==== DOCUMENT PASSAGE ====
That said, while you may not be able to avoid a hangover, some believe that there may be some truth to the idea that clean wine may not affect your body in quite the same way as natural.
“If these wines do in fact not have the additives — which I believe many of them do not — it’s a logical assumption that they’ll be easier for your body to process than conventional wines with mega-purple, acidifiers and/or other chemicals, Berrigan said. “That said, clean wine is still wine and has alcohol so you can of course become hungover and dehydrated from it.”
Clean wine’s impact on the environment
These days, many people are hyper-focused on responsibly sourced food — and for good reason. But when it comes to buying wine, many of these concerns — how and where it was produced, what went into it, its environmental impact, and more—go right out the window. In her book, “Wine. All the Time.,” wine writer Marissa Ross argues that it’s time we start thinking about wine much like we think about food.
“Most people don’t think about wine like they think about food, but it’s important that we all start doing so,” she writes. “Just like precious baby gem lettuces and radicchio, wine is an agricultural product, and mass-produced, commercial wines are often made with grapes grown in the same ways we shun in the produce aisle.”
==== RECORDS ====
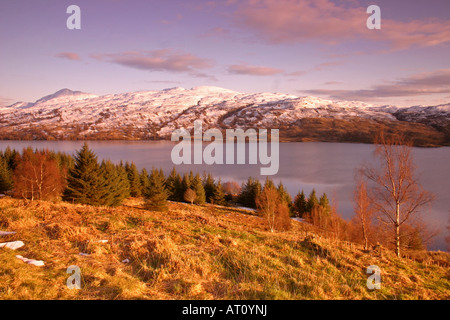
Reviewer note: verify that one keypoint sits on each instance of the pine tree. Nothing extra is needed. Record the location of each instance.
(300, 204)
(134, 179)
(189, 195)
(11, 157)
(249, 191)
(218, 196)
(174, 186)
(209, 186)
(323, 201)
(116, 183)
(6, 182)
(285, 197)
(85, 182)
(186, 183)
(312, 201)
(197, 186)
(145, 182)
(156, 195)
====
PROBLEM TO WORK ON
Write out the part of the clean wine passage that begins at the words "That said, while" and ends after "way as natural.". The items have no role in this exercise.

RESPONSE
That said, while you may not be able to avoid a hangover, some believe that there may be some truth to the idea that clean wine may not affect your body in quite the same way as natural.